- Work to be completed -
For each line below, check for the word "instance", then state how many lines contain it, with no other output.

——————

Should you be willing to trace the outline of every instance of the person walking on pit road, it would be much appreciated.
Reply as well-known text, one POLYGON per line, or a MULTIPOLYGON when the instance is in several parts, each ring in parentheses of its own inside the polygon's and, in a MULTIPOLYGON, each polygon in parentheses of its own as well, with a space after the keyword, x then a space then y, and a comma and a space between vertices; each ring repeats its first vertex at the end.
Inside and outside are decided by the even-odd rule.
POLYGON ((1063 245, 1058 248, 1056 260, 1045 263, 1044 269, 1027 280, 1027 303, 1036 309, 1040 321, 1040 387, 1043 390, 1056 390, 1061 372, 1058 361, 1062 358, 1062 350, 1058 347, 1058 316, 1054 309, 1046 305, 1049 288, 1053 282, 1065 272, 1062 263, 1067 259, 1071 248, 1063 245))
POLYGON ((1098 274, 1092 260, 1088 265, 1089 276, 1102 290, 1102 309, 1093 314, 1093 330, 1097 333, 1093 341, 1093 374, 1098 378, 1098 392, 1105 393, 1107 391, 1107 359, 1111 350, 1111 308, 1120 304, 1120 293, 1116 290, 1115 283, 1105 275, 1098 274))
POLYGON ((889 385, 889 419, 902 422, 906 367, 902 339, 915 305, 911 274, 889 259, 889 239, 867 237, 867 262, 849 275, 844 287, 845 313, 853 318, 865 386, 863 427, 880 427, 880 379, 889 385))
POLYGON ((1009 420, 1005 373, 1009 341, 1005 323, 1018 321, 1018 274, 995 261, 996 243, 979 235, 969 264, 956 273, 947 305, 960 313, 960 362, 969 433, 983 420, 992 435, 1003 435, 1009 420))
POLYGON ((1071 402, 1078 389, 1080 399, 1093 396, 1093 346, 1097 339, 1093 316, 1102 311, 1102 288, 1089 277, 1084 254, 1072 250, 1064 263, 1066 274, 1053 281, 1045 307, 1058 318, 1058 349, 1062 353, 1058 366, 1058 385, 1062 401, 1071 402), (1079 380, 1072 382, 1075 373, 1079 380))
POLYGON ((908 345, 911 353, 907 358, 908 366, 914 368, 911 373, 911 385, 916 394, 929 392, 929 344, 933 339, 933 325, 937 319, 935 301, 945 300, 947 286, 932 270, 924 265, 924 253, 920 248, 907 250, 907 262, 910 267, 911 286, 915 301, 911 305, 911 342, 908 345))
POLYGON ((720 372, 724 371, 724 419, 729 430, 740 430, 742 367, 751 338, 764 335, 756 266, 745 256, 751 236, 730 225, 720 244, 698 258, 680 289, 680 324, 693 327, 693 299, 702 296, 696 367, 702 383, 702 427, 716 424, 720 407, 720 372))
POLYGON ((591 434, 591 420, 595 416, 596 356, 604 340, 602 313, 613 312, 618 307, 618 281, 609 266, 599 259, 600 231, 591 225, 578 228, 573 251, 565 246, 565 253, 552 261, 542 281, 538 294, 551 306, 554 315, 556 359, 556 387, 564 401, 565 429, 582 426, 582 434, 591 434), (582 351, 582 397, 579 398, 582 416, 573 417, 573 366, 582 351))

——————

- Completed exercise -
2